Everything from the line that holds "Task: pointing. Mark each instance of the speckled" through the end of the data below should be output exactly, both ends included.

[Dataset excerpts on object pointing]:
__________________________________________________

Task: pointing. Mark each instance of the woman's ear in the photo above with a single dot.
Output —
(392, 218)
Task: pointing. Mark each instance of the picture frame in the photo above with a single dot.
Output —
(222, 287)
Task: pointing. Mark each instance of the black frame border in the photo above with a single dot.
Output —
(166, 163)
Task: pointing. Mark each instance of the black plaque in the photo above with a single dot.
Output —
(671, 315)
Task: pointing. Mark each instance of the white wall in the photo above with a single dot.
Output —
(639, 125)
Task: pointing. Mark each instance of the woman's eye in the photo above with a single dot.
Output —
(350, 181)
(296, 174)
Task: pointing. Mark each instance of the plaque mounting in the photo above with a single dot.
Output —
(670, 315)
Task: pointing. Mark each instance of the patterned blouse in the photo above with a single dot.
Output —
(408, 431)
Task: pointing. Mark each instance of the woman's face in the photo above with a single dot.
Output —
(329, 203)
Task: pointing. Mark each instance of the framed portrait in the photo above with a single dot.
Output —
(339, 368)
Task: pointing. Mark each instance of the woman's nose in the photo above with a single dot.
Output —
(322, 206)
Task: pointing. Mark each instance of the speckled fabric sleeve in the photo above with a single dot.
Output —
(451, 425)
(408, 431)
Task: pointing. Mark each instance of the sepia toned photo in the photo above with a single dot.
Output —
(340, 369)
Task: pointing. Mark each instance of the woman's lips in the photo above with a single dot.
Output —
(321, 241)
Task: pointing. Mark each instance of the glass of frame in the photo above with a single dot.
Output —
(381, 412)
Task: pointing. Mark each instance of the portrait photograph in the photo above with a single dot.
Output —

__________________________________________________

[Solution to the problem]:
Task: pointing. Mark each instance of the speckled fabric sleeve in the photo above with a single dot.
Output —
(451, 425)
(408, 431)
Task: pointing. Mark each instance of the sepia toned photo in the photo above with a single dot.
Output —
(340, 369)
Task: pointing. Mark each instance of the woman's lips in the photo above with a single dot.
Output —
(321, 241)
Task: pointing. Mark each instance of the glass of frame in the photo above with a single dot.
Output —
(381, 412)
Task: pointing. Mark each instance of the portrait photograph in the photo above with a single dot.
Output —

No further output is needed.